__Problems to solve__:
1. How long is the Facebook trailer discussed in the trailer commentary?
2. Transcribe the part of the trailer commentary from "But every once" up to and including "The Social Network.".

__Reading passage__:
# # # # # # #

I'm not one to write extensively about movie trailers. Though seductive, and often artfully created, they are, after all, teases. And all too often, tedious, loud, inane teases. Or worse, false advertising.
But every once in a while, a trailer will come along that gets to me -- socks me in my soft underbelly and actually makes me think. Or worry. Or dread. Or experience something that I'm not even sure I can articulate. And why should I? I haven't watched the movie yet. Such is the case with David Fincher's haunting two and a half minutes on Facebook -- The Social Network.
Just as Fincher's superb, salient Fight Club (more so than Chuck Palahniuk's own novel) was darkly humorous, cynical and heartbreaking enough to reveal, within its own time, that the New World Order created by Tyler Durden/insomniac Jack can lose control of itself, The Social Network, trailer alone, makes me wonder about Fight Club's assertion of impotence, desolation and delusion. The impotence of losing one's soul. Or power. Or uniqueness ("I wish I was special"). Or trying to retrieve/dominate it all. In the case of Fight Club, finding yourself was via fist to face. Sweaty, bloody, I want-to-throw-my-desk-at-my-boss releases of rage, submerged eroticism and quick stop enlightenment. But before Facebook even existed, Fincher revealed fearless leader Tyler Durden was a false creation. An avatar in one man's mind.

# # # # # # #

__Data lines__:
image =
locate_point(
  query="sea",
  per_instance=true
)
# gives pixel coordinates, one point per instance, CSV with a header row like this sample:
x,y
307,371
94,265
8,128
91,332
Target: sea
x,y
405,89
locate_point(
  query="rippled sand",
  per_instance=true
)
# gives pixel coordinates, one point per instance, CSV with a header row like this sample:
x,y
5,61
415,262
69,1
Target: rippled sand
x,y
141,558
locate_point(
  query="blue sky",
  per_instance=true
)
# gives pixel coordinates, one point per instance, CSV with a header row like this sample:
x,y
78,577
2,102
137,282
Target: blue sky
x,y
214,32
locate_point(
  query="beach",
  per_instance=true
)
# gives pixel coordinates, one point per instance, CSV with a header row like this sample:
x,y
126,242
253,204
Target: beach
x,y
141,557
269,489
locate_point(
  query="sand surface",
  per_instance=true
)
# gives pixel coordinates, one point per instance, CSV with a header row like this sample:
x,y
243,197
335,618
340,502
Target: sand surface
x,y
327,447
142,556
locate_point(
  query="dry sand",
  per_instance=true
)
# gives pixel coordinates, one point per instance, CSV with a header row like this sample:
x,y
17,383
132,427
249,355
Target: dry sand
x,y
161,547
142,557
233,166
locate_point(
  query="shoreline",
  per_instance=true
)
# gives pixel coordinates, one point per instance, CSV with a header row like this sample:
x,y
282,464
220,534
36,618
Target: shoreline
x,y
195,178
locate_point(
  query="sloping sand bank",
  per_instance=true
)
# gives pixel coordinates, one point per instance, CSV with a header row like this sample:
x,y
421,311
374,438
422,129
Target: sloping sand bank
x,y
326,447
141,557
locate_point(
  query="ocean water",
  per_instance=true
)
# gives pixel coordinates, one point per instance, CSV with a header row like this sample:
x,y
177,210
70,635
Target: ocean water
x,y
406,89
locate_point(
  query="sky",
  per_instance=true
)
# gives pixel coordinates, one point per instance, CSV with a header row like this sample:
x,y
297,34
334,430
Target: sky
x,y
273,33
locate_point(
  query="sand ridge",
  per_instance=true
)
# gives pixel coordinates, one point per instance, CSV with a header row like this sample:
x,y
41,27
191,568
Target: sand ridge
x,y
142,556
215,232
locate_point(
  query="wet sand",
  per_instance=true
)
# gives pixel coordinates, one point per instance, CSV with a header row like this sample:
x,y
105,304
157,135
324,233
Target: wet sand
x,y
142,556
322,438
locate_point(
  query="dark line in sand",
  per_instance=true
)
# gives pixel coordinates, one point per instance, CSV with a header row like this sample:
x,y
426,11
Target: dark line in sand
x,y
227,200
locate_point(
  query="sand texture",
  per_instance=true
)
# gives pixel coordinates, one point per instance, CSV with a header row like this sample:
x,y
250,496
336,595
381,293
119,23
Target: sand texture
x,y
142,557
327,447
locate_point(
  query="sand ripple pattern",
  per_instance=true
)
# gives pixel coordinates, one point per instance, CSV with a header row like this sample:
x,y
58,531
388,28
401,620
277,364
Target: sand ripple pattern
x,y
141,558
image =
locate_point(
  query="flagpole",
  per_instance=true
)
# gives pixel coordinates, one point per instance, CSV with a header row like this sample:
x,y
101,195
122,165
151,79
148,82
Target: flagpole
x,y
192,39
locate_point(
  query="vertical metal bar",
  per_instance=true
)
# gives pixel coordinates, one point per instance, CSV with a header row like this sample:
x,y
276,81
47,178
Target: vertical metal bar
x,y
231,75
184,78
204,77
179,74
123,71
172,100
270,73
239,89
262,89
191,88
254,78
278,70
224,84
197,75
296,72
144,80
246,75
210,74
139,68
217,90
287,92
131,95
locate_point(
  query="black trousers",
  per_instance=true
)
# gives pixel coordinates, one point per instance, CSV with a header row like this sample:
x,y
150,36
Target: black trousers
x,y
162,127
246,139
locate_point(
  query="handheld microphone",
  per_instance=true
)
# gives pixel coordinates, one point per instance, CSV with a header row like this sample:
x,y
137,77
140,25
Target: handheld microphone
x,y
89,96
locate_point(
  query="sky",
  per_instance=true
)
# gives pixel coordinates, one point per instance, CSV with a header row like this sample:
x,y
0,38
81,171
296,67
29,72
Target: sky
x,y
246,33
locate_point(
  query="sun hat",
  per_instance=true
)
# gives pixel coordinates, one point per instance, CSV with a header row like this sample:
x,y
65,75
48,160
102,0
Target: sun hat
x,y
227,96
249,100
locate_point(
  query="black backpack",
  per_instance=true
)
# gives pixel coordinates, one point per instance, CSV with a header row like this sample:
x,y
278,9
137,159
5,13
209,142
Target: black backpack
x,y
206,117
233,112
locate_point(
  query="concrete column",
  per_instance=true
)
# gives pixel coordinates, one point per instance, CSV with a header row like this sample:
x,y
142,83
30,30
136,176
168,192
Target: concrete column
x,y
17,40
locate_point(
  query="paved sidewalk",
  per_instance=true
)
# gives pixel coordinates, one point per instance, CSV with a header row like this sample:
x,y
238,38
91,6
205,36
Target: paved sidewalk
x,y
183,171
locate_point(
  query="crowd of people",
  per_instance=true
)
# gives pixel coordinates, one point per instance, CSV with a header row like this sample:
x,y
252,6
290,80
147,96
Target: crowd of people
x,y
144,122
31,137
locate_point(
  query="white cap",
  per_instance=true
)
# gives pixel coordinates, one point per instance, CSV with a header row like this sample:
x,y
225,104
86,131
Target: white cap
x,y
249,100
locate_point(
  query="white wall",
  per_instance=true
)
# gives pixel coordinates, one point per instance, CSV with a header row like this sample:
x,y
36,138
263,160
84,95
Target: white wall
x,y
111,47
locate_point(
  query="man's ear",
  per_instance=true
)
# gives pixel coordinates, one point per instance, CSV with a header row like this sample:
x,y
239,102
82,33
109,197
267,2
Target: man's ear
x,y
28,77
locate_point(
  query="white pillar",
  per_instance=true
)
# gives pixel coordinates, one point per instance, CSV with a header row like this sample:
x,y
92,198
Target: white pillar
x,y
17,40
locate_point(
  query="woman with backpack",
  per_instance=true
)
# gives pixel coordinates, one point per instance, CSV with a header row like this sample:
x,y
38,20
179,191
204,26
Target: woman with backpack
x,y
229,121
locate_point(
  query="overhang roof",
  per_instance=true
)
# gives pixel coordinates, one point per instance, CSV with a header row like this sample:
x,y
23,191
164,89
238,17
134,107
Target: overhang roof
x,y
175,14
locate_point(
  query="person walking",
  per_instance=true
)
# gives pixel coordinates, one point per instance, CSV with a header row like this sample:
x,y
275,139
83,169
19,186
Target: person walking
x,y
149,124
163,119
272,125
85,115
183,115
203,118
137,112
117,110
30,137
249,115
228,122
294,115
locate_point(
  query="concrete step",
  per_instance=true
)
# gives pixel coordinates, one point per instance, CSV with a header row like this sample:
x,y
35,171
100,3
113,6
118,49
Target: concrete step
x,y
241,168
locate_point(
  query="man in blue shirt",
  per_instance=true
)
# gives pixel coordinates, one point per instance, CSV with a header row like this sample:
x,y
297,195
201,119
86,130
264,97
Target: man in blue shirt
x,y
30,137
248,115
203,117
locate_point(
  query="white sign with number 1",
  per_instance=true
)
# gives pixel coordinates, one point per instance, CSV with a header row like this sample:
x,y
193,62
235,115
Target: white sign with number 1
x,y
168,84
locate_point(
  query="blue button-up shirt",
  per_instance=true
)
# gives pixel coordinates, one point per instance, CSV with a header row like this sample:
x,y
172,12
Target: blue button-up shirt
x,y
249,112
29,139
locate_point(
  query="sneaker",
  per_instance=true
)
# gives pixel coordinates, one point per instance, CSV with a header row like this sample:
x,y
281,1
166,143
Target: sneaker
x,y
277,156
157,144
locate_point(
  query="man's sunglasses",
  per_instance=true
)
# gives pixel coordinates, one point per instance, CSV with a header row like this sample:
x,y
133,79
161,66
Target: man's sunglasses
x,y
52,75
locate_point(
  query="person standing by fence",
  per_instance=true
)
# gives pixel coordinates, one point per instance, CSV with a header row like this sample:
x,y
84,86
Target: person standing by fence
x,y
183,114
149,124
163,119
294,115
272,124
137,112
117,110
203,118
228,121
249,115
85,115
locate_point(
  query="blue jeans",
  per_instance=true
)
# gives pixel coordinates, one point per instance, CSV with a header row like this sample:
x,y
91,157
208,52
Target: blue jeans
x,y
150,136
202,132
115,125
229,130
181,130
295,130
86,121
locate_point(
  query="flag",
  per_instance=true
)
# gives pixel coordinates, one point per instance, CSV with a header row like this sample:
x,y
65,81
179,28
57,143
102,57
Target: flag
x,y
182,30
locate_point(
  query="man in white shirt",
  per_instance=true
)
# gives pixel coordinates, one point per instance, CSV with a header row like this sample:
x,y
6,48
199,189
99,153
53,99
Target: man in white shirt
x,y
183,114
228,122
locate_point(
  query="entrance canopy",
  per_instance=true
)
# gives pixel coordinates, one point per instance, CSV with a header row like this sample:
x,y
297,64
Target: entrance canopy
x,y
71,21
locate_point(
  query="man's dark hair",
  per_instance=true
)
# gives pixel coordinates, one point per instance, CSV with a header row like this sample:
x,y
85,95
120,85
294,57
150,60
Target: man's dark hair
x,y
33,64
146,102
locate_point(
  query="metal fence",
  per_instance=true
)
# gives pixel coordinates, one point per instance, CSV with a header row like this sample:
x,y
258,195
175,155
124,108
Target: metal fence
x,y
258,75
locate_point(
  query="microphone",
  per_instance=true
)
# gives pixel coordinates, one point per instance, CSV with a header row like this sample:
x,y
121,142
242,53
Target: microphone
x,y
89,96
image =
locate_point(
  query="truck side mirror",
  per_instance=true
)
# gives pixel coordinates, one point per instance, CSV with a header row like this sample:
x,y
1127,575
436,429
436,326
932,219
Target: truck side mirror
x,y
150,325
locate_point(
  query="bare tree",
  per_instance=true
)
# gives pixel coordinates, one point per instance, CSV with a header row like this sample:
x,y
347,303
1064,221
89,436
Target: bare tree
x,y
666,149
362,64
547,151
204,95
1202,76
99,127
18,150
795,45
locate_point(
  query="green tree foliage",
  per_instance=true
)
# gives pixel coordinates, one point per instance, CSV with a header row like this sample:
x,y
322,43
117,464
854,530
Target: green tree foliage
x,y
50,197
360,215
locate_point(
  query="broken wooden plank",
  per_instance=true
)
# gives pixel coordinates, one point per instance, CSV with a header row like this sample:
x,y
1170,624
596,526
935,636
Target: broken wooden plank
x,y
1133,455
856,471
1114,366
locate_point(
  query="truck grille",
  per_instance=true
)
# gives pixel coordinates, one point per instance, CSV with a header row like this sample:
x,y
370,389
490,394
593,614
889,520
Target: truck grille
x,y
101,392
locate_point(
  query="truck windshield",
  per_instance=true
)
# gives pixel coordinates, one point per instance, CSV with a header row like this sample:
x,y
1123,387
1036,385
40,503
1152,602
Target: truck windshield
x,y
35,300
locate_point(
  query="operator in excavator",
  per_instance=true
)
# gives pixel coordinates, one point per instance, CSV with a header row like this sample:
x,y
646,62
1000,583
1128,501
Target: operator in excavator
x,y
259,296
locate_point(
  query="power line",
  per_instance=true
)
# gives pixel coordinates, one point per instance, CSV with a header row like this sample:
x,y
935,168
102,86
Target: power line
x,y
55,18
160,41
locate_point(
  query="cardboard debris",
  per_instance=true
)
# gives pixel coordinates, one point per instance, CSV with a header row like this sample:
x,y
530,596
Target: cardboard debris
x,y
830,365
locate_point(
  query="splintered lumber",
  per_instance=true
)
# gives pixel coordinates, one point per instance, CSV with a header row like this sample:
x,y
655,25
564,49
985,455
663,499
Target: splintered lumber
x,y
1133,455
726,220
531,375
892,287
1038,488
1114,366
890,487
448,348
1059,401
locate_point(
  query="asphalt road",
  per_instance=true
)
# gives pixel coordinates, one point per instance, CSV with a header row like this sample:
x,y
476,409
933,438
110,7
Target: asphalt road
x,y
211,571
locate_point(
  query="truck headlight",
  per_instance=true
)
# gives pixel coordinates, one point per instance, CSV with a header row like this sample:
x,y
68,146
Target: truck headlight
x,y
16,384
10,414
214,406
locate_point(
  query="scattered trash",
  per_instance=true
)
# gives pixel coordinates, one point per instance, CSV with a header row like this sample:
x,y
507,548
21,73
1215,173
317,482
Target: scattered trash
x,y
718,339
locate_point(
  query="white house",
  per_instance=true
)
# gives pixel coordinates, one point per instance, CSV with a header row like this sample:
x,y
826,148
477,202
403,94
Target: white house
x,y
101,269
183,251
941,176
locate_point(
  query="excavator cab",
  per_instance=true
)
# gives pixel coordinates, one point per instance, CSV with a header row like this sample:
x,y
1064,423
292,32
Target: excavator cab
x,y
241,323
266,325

# # # # # # #

__Outputs for the tasks__:
1. Two and a half minutes.

2.
But every once in a while, a trailer will come along that gets to me -- socks me in my soft underbelly and actually makes me think. Or worry. Or dread. Or experience something that I'm not even sure I can articulate. And why should I? I haven't watched the movie yet. Such is the case with David Fincher's haunting two and a half minutes on Facebook -- The Social Network.